- Description of the task:
Identify every line in the items below that contains the word "positive", and copy each of those lines in full.

- Data shown:

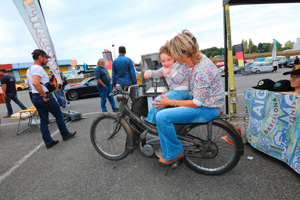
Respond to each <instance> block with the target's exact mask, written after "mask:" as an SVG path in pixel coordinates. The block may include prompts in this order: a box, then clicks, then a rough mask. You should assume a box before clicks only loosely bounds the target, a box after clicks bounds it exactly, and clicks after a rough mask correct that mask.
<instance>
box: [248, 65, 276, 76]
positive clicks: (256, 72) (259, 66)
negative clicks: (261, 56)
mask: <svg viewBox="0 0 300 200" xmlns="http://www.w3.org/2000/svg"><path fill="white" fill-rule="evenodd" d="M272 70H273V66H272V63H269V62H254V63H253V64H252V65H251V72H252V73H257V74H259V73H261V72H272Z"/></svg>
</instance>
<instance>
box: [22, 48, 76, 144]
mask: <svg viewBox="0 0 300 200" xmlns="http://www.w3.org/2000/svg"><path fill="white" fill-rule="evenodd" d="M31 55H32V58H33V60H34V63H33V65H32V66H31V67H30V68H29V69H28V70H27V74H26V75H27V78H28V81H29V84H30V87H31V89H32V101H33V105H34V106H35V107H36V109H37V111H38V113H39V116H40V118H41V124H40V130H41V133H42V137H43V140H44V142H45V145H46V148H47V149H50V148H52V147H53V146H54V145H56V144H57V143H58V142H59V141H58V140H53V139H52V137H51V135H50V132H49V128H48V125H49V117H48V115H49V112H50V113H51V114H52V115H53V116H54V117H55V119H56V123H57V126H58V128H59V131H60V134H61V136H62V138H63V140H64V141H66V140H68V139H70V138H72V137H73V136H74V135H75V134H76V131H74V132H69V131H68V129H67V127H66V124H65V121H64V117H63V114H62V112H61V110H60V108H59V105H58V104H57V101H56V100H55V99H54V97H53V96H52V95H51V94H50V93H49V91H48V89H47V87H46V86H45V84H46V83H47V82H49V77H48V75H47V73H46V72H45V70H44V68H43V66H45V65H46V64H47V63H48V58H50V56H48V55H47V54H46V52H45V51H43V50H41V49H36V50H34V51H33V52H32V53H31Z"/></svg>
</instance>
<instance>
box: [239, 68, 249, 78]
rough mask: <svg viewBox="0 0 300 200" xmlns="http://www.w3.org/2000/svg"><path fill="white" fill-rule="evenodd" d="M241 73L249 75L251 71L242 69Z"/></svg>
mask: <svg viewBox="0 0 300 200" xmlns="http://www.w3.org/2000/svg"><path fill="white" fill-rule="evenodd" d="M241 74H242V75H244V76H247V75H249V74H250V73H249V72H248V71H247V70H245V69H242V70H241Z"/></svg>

...

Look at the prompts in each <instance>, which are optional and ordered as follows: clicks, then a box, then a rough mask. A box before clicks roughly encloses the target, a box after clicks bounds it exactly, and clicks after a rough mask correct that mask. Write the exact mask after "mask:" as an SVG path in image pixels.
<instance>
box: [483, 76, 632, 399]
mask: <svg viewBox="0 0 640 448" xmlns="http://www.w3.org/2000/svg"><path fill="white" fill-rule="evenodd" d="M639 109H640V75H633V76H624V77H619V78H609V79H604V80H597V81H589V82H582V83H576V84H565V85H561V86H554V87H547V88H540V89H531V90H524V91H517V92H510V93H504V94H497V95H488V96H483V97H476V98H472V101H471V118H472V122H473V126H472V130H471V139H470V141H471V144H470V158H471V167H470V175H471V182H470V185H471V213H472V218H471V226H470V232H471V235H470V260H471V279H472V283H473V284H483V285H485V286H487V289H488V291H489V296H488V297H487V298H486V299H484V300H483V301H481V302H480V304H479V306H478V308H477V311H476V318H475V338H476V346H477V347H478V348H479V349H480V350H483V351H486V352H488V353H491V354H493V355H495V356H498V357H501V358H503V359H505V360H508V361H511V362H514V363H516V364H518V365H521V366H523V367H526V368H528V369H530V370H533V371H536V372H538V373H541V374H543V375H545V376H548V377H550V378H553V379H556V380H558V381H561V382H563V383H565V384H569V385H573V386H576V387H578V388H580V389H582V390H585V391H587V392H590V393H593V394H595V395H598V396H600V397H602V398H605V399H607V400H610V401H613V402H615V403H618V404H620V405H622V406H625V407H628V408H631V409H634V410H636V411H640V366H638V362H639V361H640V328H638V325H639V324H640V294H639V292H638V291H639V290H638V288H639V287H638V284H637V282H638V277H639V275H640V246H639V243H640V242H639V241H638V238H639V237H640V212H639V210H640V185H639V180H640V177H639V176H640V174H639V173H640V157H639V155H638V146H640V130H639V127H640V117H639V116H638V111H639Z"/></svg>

---

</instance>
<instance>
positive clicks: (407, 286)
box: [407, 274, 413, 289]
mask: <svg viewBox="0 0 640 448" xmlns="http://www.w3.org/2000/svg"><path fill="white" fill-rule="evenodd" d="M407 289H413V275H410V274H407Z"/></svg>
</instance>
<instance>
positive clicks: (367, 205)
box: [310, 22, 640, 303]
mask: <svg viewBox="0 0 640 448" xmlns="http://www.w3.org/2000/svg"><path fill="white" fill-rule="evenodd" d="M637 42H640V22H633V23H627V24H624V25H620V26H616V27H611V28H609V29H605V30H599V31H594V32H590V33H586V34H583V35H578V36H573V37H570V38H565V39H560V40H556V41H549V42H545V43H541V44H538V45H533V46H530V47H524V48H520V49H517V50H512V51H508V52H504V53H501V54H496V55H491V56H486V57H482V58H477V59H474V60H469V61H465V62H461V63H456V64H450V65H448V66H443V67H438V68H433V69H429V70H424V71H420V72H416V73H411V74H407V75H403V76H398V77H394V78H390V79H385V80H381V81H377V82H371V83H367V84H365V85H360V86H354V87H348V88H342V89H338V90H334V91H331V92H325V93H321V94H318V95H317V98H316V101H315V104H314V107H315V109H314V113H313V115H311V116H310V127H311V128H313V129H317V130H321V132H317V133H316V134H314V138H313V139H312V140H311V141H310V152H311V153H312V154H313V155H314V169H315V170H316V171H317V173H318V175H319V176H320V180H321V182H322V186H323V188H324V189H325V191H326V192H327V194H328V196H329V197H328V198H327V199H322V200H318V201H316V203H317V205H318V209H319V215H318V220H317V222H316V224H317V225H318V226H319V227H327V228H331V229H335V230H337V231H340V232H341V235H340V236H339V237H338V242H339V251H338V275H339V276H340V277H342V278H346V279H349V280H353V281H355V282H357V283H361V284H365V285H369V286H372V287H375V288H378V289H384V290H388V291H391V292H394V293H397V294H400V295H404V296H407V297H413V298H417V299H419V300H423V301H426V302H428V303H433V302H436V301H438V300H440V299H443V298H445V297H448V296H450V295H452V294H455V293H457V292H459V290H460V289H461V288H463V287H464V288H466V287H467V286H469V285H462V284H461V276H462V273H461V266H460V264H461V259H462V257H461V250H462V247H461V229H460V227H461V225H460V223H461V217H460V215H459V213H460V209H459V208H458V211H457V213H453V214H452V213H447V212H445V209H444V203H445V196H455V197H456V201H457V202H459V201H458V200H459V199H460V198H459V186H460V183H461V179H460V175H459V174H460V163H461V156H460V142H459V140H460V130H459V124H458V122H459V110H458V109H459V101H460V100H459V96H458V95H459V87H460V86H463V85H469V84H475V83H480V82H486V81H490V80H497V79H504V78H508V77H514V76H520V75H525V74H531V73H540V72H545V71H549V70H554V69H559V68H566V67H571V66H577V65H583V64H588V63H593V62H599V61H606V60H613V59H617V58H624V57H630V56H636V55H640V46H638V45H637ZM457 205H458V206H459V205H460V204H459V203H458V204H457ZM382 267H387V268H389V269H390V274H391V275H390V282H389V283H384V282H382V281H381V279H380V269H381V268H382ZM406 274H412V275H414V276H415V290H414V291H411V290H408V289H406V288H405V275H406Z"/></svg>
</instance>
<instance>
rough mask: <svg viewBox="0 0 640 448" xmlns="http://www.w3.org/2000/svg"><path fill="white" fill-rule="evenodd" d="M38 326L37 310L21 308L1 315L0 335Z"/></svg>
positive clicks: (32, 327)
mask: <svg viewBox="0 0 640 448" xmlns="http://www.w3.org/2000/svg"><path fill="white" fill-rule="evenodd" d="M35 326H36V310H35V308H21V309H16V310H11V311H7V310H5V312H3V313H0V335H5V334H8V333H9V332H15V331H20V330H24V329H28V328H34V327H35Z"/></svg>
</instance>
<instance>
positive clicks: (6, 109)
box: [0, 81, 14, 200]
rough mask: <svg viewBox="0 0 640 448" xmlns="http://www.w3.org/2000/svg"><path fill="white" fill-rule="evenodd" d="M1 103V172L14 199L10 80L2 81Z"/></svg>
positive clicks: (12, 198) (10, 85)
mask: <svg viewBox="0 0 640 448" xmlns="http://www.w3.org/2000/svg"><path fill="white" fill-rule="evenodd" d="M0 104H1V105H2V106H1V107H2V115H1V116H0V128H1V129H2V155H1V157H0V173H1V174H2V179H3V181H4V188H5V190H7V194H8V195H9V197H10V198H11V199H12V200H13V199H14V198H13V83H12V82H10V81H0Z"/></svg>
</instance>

- Response box:
positive clicks: (256, 72) (259, 66)
positive clicks: (407, 286)
positive clicks: (367, 205)
positive clicks: (32, 327)
positive clicks: (6, 109)
positive clicks: (12, 198) (10, 85)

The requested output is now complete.